* Passage provided *
──────────────────────────────

And Anon, I believe those were the same arguments against miscegenation in the Good Ol' Days... Because an interracial/interethnic/interreligious couples may potentially produce a child that may or may not feel alienated under one or both sides, the couple shouldn't marry in the first place. It's a tired argument, and I will have none of it.
Also, as the product of an intermarriage between a Jewish father and a non-Jewish mother, I don't see how tougher (or less tough) or "less-backgrounded" the lives of people like you are than children of Jewish mothers and non-Jewish fathers, or even children of two Jews. There are innumerable cases of two Jews with just about zero Jewish background marrying and leaving no background to their children. Just check out the baal teshuva phenomenon. It's less the nature of the marriage itself that has a significant impact on the life of a Jewish child than the efforts that the parents make in giving the child a Jewish education.
(Help me out here, Becca!)

──────────────────────────────

* Data extracts *
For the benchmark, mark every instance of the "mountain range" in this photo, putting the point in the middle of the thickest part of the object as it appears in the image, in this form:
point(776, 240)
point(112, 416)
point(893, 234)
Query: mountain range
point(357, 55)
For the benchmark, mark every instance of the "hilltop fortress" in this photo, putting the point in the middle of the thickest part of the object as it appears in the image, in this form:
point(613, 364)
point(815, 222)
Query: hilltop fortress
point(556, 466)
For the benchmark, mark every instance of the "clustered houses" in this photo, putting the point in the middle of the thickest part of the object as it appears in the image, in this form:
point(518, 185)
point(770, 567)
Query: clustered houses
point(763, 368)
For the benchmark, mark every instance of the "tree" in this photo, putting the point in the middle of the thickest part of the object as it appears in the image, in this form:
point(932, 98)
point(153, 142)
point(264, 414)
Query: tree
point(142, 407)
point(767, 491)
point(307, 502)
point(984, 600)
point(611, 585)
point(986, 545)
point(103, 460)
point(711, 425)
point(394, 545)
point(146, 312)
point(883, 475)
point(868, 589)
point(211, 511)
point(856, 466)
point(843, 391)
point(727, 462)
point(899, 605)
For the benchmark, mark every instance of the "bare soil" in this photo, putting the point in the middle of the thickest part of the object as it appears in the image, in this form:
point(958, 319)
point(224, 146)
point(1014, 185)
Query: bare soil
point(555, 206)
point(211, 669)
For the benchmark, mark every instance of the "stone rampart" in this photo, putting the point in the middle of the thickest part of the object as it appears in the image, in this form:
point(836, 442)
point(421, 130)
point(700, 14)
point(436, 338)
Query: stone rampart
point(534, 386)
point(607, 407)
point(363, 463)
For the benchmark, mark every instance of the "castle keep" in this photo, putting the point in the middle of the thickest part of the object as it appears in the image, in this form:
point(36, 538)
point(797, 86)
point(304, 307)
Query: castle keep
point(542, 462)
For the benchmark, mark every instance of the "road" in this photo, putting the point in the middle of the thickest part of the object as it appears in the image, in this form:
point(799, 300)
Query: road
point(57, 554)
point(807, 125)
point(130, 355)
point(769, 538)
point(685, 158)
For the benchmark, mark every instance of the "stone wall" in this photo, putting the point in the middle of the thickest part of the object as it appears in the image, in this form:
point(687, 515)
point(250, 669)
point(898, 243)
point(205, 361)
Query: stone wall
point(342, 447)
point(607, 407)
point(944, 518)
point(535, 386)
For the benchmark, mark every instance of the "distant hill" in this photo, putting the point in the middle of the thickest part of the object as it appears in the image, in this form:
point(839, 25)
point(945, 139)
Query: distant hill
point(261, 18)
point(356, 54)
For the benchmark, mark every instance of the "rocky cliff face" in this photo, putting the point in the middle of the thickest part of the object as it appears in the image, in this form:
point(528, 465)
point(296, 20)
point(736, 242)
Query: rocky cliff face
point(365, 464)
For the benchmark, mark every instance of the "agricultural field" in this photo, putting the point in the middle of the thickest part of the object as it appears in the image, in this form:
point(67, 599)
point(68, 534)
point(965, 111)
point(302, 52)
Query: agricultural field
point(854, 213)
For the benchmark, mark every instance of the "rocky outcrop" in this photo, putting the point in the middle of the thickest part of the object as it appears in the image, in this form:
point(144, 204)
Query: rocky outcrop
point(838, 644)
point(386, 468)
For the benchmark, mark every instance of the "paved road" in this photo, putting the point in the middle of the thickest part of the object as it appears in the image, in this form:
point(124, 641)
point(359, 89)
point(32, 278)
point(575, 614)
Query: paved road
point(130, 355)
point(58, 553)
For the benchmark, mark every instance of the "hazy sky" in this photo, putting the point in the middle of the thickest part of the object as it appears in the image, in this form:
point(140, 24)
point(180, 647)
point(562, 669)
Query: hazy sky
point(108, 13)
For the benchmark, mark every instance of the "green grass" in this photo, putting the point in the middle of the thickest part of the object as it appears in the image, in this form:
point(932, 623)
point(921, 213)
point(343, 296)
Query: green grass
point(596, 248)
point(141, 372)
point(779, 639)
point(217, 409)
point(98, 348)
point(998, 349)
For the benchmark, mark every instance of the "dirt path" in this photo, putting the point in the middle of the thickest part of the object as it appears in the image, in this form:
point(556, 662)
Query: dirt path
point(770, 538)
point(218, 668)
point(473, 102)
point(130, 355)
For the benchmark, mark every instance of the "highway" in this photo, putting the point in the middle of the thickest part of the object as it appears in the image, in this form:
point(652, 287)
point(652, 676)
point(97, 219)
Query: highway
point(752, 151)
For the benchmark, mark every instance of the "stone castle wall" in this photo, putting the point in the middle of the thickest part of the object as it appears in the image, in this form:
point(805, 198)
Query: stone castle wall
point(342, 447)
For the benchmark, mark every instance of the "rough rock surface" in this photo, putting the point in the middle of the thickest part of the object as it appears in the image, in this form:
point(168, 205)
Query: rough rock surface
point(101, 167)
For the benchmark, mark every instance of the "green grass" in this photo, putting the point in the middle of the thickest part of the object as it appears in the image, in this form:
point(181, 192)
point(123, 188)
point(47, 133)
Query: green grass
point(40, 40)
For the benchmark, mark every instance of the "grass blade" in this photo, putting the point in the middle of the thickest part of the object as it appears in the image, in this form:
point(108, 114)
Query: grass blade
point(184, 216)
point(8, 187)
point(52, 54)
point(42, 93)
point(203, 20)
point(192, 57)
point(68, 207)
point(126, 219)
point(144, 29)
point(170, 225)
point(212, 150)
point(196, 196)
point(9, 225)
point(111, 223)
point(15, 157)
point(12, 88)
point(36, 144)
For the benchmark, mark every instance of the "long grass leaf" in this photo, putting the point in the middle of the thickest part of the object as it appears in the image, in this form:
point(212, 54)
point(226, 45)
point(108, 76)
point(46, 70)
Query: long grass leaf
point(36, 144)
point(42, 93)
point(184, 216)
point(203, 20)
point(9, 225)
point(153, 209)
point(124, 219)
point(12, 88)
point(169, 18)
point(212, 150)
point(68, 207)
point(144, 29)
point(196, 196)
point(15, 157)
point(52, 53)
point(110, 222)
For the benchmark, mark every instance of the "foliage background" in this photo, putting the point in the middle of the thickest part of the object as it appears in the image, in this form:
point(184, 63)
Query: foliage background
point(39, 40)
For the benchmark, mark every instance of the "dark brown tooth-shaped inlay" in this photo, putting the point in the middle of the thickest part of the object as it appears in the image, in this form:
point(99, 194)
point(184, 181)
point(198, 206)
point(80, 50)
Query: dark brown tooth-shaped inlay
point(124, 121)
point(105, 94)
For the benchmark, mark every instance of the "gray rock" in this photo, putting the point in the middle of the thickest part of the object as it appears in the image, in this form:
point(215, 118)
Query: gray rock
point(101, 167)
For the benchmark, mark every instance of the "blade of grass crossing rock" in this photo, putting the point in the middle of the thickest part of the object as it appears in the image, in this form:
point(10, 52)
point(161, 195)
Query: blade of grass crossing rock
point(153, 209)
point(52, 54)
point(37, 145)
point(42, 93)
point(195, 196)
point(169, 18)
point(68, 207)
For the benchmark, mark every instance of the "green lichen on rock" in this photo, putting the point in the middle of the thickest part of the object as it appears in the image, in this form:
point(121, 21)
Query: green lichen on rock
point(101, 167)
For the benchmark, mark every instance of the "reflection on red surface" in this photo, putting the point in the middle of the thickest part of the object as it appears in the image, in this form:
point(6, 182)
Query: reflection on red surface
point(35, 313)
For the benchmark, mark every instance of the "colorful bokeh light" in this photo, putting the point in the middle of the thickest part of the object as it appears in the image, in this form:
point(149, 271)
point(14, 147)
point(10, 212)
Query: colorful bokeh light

──────────────────────────────

* Problems and tasks *
• 1. Rewrite part of the passage on intermarriage, beginning at the words "And Anon, I" and stopping after "none of it.", with "tired argument" changed to "worn-out argument".
• 2. In the passage on intermarriage, which adjectives are joined by slashes to describe couples?
Work only from the passage on intermarriage, not from the data.

* Task solutions *
• 1.
And Anon, I believe those were the same arguments against miscegenation in the Good Ol' Days... Because an interracial/interethnic/interreligious couples may potentially produce a child that may or may not feel alienated under one or both sides, the couple shouldn't marry in the first place. It's a worn-out argument, and I will have none of it.

• 2. interracial, interethnic, interreligious